## Begin ENTRIES

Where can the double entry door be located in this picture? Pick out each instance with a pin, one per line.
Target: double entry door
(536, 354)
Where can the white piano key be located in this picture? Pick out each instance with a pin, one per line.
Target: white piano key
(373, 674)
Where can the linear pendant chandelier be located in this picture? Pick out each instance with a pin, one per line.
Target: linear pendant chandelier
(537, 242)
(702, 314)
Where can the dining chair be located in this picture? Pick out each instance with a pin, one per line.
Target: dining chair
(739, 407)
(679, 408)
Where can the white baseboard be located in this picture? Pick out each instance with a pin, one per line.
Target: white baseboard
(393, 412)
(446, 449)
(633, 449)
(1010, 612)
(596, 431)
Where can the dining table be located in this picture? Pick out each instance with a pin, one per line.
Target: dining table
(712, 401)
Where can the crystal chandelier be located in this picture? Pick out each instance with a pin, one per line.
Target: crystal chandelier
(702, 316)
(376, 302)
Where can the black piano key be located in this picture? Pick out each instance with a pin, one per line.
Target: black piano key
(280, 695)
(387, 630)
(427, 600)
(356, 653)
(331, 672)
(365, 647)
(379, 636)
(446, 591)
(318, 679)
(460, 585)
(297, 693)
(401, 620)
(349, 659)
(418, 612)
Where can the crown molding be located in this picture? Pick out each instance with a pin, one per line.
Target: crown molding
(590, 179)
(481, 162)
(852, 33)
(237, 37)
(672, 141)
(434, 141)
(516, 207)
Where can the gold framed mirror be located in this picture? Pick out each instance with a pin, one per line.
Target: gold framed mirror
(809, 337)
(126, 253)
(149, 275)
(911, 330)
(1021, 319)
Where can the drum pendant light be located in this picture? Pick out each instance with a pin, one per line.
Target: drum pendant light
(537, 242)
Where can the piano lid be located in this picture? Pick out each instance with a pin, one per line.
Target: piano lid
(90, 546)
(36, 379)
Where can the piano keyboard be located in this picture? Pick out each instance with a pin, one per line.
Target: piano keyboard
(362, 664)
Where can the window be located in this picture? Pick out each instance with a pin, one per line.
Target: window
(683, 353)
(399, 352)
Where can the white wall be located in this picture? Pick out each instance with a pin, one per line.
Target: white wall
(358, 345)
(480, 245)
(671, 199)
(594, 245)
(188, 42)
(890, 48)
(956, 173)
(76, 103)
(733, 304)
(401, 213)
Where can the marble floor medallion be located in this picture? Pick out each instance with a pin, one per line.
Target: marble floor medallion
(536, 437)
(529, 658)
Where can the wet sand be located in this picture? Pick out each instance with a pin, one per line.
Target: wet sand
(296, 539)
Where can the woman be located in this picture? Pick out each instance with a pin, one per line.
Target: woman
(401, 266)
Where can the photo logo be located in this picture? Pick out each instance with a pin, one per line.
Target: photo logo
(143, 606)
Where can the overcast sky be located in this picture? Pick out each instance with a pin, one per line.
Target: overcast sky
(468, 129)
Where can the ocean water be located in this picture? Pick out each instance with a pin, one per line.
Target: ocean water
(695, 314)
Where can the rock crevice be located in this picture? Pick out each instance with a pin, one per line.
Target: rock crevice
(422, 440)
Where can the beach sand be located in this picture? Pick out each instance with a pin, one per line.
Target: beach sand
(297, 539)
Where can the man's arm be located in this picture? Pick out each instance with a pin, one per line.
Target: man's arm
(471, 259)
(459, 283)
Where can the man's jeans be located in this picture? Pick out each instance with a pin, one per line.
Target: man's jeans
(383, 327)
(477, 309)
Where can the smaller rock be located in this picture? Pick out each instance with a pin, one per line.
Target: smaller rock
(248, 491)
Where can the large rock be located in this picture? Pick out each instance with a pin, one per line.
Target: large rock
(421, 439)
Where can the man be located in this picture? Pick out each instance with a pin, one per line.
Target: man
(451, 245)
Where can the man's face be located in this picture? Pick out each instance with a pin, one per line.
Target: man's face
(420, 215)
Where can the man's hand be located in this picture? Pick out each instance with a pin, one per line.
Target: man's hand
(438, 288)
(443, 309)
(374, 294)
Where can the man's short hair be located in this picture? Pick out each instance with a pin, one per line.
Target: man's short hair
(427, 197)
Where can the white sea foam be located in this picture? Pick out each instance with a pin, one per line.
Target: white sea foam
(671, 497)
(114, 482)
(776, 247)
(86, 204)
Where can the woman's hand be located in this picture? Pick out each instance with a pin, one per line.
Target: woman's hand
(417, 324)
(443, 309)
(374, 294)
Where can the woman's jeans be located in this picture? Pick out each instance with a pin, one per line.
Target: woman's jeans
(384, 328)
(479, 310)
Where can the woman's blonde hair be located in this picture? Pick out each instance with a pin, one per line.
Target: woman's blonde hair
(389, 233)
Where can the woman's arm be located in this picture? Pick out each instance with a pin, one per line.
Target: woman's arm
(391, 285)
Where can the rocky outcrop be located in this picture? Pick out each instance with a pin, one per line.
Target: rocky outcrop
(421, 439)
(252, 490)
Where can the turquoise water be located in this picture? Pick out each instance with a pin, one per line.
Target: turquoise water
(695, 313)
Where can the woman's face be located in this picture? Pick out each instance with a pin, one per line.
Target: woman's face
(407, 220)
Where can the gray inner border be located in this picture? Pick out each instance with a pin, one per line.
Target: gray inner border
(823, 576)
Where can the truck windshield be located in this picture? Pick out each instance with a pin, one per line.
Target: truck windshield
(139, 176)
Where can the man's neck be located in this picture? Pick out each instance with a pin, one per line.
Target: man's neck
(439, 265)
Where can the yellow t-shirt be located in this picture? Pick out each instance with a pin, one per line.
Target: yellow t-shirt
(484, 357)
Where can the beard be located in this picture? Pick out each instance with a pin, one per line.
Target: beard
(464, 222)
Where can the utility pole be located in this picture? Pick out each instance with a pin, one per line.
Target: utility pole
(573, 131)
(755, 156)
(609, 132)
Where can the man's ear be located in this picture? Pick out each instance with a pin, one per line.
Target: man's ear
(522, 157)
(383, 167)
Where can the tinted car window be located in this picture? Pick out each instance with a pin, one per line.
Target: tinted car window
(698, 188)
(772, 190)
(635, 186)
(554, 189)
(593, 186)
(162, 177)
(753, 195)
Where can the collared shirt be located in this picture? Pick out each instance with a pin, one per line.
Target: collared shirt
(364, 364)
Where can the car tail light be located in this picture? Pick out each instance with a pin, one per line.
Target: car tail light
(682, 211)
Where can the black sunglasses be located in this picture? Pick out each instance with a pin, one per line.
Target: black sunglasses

## End ENTRIES

▸ **WORK TO BE COMPLETED**
Quote only the lines from the one containing "Where can the woman's face" through the final line of the records, with both ends included.

▸ **CORRECT RESPONSE**
Where can the woman's face be located in this picture? Pick out each instance with a pin, one per line.
Target: woman's face
(407, 220)
Where can the gray inner border be located in this picture? Pick out each instance with a pin, one per line.
Target: gray inner border
(823, 576)
Where can the truck windshield be located in this picture? Pick out each instance with a pin, one per line.
Target: truck windshield
(139, 176)
Where can the man's neck be located in this picture? Pick out each instance with a pin, one per line.
Target: man's neck
(439, 265)
Where can the yellow t-shirt be located in this picture? Pick out each instance with a pin, one per line.
Target: yellow t-shirt
(484, 357)
Where can the beard be located in this picture? Pick out each instance with a pin, one per line.
Target: beard
(464, 222)
Where can the utility pole be located in this picture? Pick out each instance with a pin, one per line.
Target: utility pole
(573, 131)
(755, 156)
(609, 132)
Where can the man's ear be located in this picture? Pick out each instance with a pin, one per line.
Target: man's ear
(522, 157)
(383, 167)
Where can the tinted car window be located in this picture? Pick out each instance with a pin, one per line.
Target: tinted car window
(698, 188)
(772, 190)
(635, 186)
(554, 189)
(593, 186)
(162, 177)
(753, 195)
Where can the collared shirt be located in this picture? Pick out each instance with a pin, one per line.
Target: collared shirt
(364, 364)
Where can the car tail light be located in this picture? Pick out each instance with a pin, one per line.
Target: car tail light
(682, 211)
Where can the black sunglasses be located in this picture? Pick out each instance with a pin, one per line.
Target: black sunglasses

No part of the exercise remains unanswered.